Aim 1 —
In the passage on secularism and tolerance in India, rewrite the paragraph beginning "Let me illustrate this with a few examples" as a short bulleted list that keeps its main facts.
Aim 2 —
Write the next part of the passage on secularism and tolerance in India, picking up after its final paragraph.

Document segment —
>>>
This fate of the secular script is currently in the limelight. As observers have noted, more and more members of the bureaucracy are tacitly Hindutva supporters and some court judgments over the last two decades have emphasised religious morality or interpreted Hinduism in particular ways. Increasingly, the urban middle class in tier-one and tier-two cities, business persons and a growing number of women also support Hindutva, even less tacitly.

Theoretically, there is nothing obviously wrong about supporting any political ideology. If the left can exist and be supported by many people, so can the right. However, Hindutva is not merely the statement of a political ideology. It is also a process wherein there is an attempt to make Hinduism and Indian nationhood almost coterminous. This is something that the Constitution framers were dead against, notwithstanding a massive debate in the Constituent Assembly where elected representatives from the right actively argued in favour of a Hindu nation, but were denied by Nehru and the Congress.
Breakdown of tolerance

Indian society is not yet fully secular, while the Indian state understands secularism as state neutrality towards religion combined with select interventions in the religious domain to safeguard some rights. Perhaps the concept better suited to understanding Indian society and its relationship with religion is more like a “scale of tolerance” — in some places, society is more tolerant of other religious and caste groups, in some places less so, but nowhere in India is society perfectly secular, i.e., nowhere in India do people not care about religion or maintain their distance from it.

The problem is that tolerance is an independent, individual choice and cannot be forced onto anyone. It is also a deeply patronising value. Its exercise rests on perceptions an individual possesses about another community and its implementation then becomes a matter of individual dispensation and benevolence.

In recent years, nothing has testified to the breakdown of religious tolerance in society than the various instances of communal and caste clashes. Riots are manufactured in contemporary India and they, more than anything else, tell us that essentially we live in a society where tolerance has a weak societal foundation, evidenced in the easy way mobs are mobilised by political entrepreneurs to engage in killing. While tolerance is a sought after value by many in India, we have been unable to enforce it in society, or even broaden the appeal of being tolerant in society. Campaign speeches by our politicians that often invoke hate speech against particular groups do not help the matter.

Let me illustrate this with a few examples. First, many people in India do not want to rent homes to Muslims, single women and men and people from the northeast. The logic offered is often that such people may do “bad” things, “immoral” things or may eat food that homeowners don’t want cooked in the spaces they rent out. Often, local society associations decide that certain types of people cannot be rented homes. If they do charge rent from these groups of people, the rents and deposits are usually higher. This intolerant rental discrimination is allowed to work precisely because there is no law that prohibits a landlord from discriminating against people based on religion, race, gender or marital status. In essence, a person’s perception of what a group represents (single women, Muslims, people from the northeast), allows that person to informally institutionalise his intolerance of such groups.
<<<
Source material —
>>>
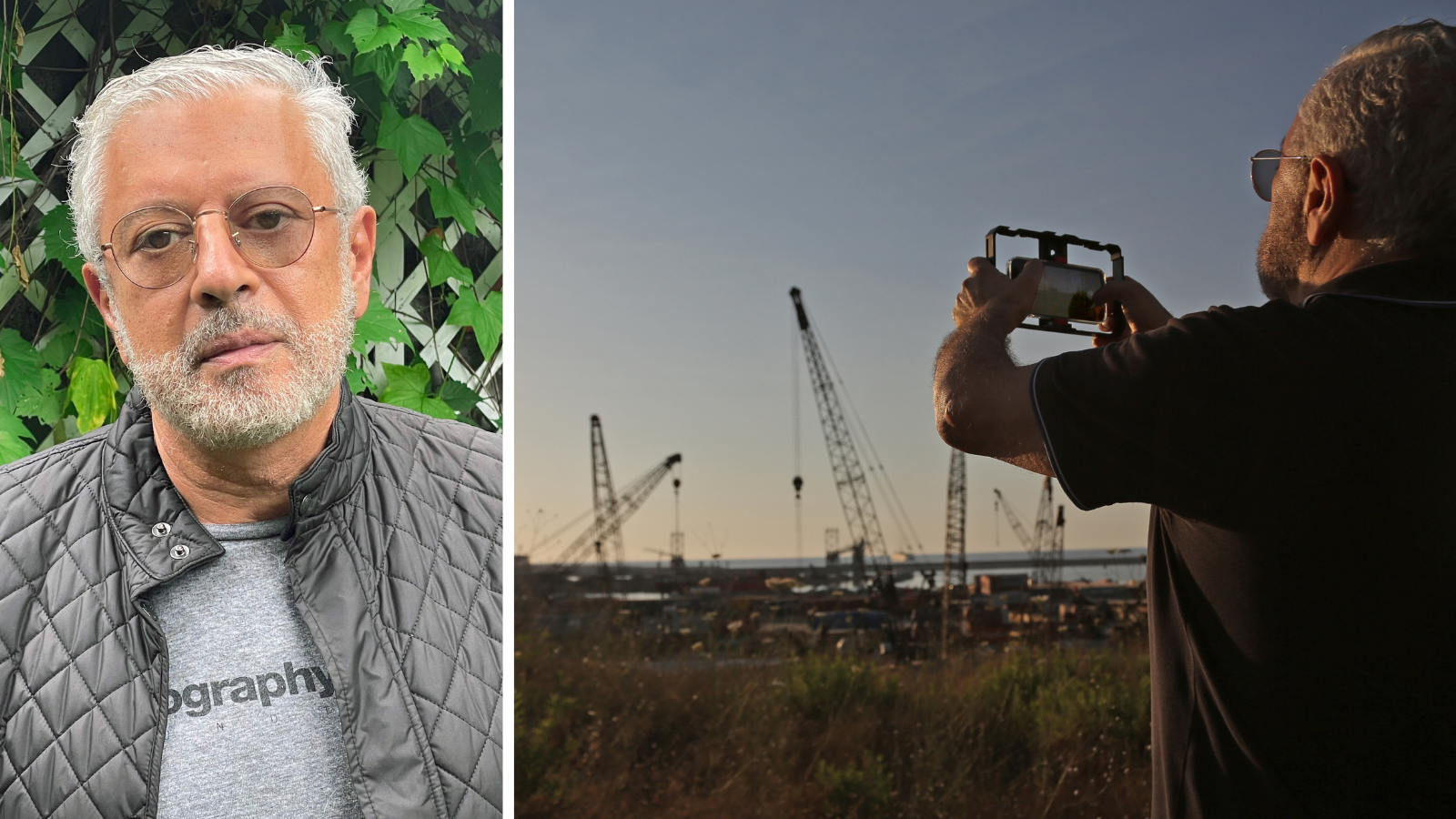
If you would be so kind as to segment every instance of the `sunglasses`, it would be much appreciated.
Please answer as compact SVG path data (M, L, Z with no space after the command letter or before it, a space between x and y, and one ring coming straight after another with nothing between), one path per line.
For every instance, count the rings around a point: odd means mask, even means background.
<<<
Right answer 1 —
- Many people in India do not want to rent homes to Muslims, single women and men, or people from the northeast.
- The reason often given is that such tenants may do "bad" or "immoral" things, or may cook food the homeowners don't want cooked in their rented spaces.
- Local society associations often decide that certain types of people cannot be rented homes.
- When these groups are charged rent, their rents and deposits are usually higher.
- This discrimination continues because no law stops a landlord from discriminating based on religion, race, gender or marital status.
- A person's perception of what a group represents lets that person informally institutionalize intolerance toward it.

Right answer 2 —
Second, while broadly practising tolerance in public, many parents brief their children that they cannot marry Muslims, a dark-skinned person or a lower caste person. Matrimonial advertisements still exemplify a demand for same-caste marriages although this has decreased over time as a recent study by Ahuja and Ostermann shows. But the people most likely to marry outside their caste are lower castes, Scheduled Castes and Other Backward Classes (OBC). And while we’re on this subject, khaps in north India have sanctioned honour killings for what they consider bad marriage decisions between people of the same gotra.

Third, conversations and studies of recruiters in private corporations suggest that they reject resumes based on last names, prefer people of the same caste and sometimes profile people based on region. For instance, a call centre recruiter said that she didn’t take people from Bihar because they were bad in English. She also left out the resumes of Muslims. During a study I undertook in Chandni Chowk in New Delhi in 2005, Muslims reported that they were often seen as a credit risk and that banks were unwilling to lend them money. Some also reported that the police had detained them for no reason.
Undercut by the majority

Finally, in recent conversations with educators, many who run private schools are unwilling to implement the Right of Children to Free and Compulsory Education (RTE) because it would mean an influx of underprivileged OBC students whose behaviour and language, they suggest, will act as a bad influence on their students. The word used to describe them was ganwaar, or rustic and ill-behaved.

Essentially, what I am trying to argue is that even while the state protects religious and caste groups through various institutional measures, much of this is undercut by a society that doesn’t similarly value the rights of other groups or individuals. Part of the support for the Bharatiya Janata Party, the Shiv Sena and other politicians like Mr. Owaisi, for instance, comes from those who believe that certain religious minorities, majorities or outsiders, need to be “shown their place.”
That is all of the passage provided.